• Instruction: Copy out every line of the items below word for word, leaving out the pictures.

• Exercise materials:
-.-.-

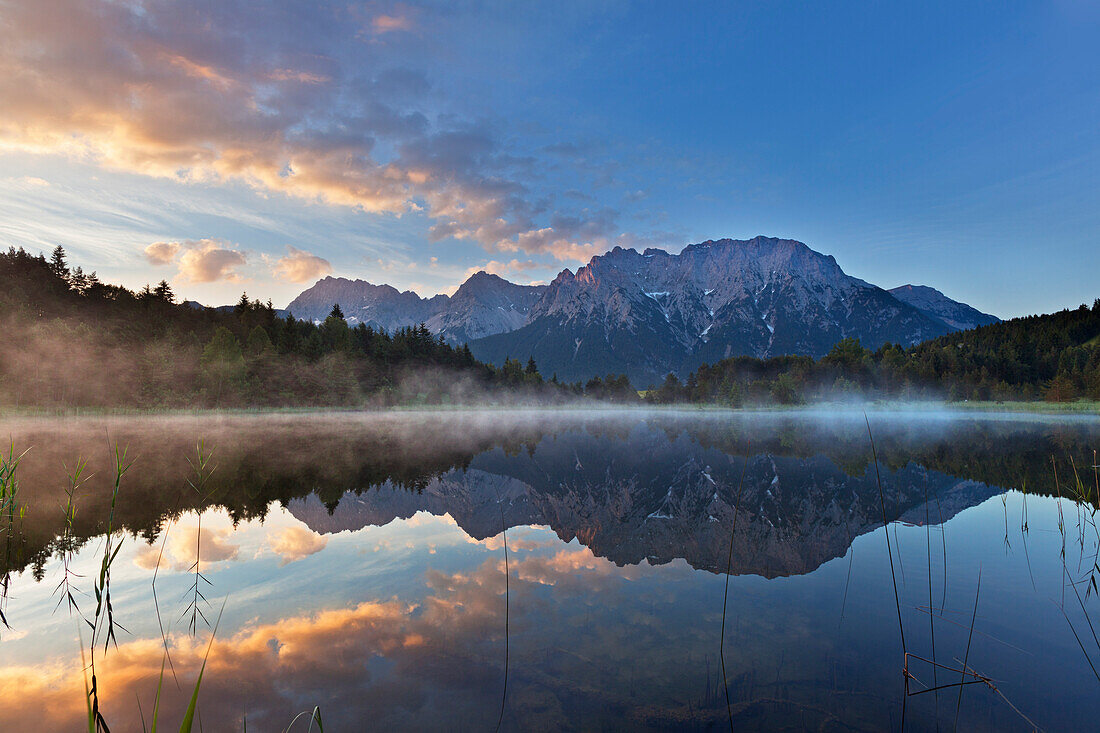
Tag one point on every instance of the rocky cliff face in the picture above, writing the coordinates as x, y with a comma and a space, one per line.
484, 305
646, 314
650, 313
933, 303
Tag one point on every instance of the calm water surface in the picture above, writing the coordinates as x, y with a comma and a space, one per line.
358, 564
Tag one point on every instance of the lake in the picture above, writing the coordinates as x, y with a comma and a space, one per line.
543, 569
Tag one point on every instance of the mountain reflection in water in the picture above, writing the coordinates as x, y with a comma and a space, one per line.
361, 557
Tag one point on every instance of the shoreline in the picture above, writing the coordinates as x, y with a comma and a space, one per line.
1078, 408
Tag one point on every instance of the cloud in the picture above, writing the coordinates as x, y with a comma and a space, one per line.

-.-.-

• Answer to this task:
Tag one point on every instance of the rocky cliff face in the picture above, writing the coordinates as x, y with a comma and a space, one per line.
484, 305
646, 314
650, 313
933, 303
Tag one point on every instance of the calm water surface in the picture above, writing the coordinates as x, y with a comma and a space, one per line.
358, 564
Tag one point on every instance of the lake in the picture above, writing the coordinates as x, y with a comma and a space, one per line.
543, 569
Tag one point on every instance of the mountain reflection in water in the picture above, writing the coordinates as x, y with a comma and a space, one per line.
361, 557
Tag one point on every instance of the shoreline in the picture above, writing the coordinates as x, y with a comma and a space, one per line.
1078, 408
Tag one point on every instance of the cloud in the picture above, writing the coordinates as x, y with a comma and a space, one per line.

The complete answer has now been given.